— Exercise —
Please output the data below as a numbered list, starting with its first line and going on through the line with "[424,186,493,241]", leaving out any blank lines. Include nothing after that line.

#### Data section

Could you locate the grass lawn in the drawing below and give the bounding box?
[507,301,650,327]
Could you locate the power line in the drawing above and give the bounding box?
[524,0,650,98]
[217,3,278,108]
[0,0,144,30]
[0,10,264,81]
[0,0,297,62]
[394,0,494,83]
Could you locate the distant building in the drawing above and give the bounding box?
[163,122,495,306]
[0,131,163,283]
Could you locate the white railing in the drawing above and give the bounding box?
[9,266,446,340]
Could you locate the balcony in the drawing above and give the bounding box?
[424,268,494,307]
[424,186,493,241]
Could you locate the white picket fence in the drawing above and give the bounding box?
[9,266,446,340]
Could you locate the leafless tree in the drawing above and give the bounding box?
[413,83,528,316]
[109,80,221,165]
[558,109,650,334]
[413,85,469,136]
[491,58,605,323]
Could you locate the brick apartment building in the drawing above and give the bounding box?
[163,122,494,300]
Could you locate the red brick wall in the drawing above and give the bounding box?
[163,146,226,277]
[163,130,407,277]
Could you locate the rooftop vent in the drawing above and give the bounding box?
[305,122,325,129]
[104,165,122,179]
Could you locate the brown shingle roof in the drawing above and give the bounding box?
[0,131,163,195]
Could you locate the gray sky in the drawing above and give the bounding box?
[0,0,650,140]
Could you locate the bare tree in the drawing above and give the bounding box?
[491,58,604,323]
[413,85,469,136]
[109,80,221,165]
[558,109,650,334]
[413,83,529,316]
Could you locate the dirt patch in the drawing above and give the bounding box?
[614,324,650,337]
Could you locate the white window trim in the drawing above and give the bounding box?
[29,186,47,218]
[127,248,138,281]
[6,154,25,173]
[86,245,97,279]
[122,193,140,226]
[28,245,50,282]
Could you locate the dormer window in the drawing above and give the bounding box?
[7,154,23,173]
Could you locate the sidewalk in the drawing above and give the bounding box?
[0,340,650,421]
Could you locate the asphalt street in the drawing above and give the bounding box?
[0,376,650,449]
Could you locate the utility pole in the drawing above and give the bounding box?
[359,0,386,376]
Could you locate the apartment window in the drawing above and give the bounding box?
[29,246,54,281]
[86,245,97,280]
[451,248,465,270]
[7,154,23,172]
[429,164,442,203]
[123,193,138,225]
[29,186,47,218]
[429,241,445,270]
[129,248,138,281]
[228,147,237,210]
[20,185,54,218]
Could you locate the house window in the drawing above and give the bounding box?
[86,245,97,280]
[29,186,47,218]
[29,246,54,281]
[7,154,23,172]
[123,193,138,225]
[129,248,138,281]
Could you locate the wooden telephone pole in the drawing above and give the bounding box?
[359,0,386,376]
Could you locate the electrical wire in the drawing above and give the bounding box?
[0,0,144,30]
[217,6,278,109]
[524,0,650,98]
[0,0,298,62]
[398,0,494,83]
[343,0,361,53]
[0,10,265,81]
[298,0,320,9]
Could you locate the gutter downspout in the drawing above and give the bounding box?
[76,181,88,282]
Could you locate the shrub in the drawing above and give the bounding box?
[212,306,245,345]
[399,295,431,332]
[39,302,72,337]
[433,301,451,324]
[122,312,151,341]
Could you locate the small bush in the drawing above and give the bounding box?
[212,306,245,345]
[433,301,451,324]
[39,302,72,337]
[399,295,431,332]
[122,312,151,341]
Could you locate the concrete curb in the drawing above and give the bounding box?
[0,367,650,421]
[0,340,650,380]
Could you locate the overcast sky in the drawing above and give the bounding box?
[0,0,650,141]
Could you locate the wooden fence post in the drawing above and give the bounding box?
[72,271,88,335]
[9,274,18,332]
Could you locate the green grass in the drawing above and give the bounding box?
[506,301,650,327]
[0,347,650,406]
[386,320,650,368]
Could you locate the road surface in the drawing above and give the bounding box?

########

— Final answer —
1. Could you locate the grass lawn in the drawing below and give the bounding box?
2. [507,301,650,327]
3. Could you locate the power line in the drawing above and give the bounding box?
4. [524,0,650,98]
5. [217,3,278,108]
6. [0,0,144,30]
7. [0,10,264,81]
8. [0,0,297,62]
9. [394,0,494,83]
10. Could you locate the distant building in the drawing above and give the bounding box?
11. [163,122,495,306]
12. [0,131,163,283]
13. Could you locate the white railing in the drawing above and give the bounding box?
14. [9,266,446,340]
15. Could you locate the balcony in the drawing above and give the bounding box?
16. [424,268,494,307]
17. [424,186,493,241]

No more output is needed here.